REQUIRED TASK | Using the article on the minimum wage and teenage employment, explain why raising the minimum wage reduces jobs for teenagers.
======== READING PASSAGE
November 21, 2024

Minimum Wage: Destroyer of Teenage Employment

School's Over 1

How many times have we heard it?  I heard in this past election cycle.  Part of what one political party wants to do to help the poor among us to increase the minimum wage.

They believe that if they force employers to pay their employees more, then there will be more money for families, and the families will have a better chance to rise out of poverty.

The problem is that this logic has a big, glaring hole:

This year, it’s harder than ever for teens to find a summer job. Researchers at Northeastern University described summer 2007 as “the worst in post-World War II history” for teen summer employment, and those same researchers say that 2008 is poised to be “even worse.”

According to their data, only about one-third of Americans 16 to 19 years old will have a job this summer, and vulnerable low-income and minority teens are going to fare even worse.

One of the prime reasons for this drastic employment drought is the mandated wage hikes that policymakers have forced down the throats of local businesses. Economic research has shown time and again that increasing the minimum wage destroys jobs for low-skilled workers while doing little to address poverty.

According to economist David Neumark of the University of California at Irvine, for every 10 percent increase in the minimum wage, employment for high school dropouts and young black adults and teenagers falls by 8.5 percent. In the past 11 months alone, the United States’ minimum wage has increased by more than twice that amount.1

The problem is that when you raise the cost of teenage help, then you force the employers to cut back on such help.  In fact, very seldom do these minimum wage increases trickle up the ladder—so the employee that has been working at a place for some time is now paid the same amount that a new person off the street is being paid.
================
======== RECORD EXTRACTS
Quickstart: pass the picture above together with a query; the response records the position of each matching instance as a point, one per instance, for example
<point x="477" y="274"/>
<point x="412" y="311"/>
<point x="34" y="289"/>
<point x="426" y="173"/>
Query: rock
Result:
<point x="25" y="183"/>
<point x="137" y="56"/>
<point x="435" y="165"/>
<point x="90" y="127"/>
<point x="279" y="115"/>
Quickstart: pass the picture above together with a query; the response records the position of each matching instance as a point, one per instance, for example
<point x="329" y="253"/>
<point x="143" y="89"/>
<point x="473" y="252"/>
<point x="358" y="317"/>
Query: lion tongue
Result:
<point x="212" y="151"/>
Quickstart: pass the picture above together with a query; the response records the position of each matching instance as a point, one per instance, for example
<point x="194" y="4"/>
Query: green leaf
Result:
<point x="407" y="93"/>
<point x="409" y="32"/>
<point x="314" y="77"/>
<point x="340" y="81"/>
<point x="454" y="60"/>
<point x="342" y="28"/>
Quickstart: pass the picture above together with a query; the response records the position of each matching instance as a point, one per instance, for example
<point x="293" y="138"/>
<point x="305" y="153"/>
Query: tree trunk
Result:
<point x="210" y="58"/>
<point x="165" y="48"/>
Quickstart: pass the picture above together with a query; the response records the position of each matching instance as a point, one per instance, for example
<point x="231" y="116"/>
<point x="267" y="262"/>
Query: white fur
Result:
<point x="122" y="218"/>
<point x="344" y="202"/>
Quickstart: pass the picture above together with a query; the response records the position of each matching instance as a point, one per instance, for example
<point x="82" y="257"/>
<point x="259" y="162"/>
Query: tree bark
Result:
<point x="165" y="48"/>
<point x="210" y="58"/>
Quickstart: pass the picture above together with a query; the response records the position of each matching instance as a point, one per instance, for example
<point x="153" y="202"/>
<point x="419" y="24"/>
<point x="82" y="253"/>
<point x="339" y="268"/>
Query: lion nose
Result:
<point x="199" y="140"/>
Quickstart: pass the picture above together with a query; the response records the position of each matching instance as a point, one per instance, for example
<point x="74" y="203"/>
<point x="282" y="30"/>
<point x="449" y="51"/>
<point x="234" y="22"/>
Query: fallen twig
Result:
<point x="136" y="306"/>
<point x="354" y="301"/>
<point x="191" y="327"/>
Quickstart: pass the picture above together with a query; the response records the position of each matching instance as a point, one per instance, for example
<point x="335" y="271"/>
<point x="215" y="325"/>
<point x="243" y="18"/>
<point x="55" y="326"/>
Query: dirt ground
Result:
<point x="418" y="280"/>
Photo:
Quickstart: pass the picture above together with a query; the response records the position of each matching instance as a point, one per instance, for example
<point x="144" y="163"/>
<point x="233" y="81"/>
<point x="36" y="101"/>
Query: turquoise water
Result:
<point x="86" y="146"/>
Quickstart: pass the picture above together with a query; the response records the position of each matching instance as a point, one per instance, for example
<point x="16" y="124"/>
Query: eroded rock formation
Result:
================
WRITTEN RESPONSE | Raising the minimum wage increases the cost of teenage help, which forces employers to cut back on that help. As a result, fewer teenagers find jobs.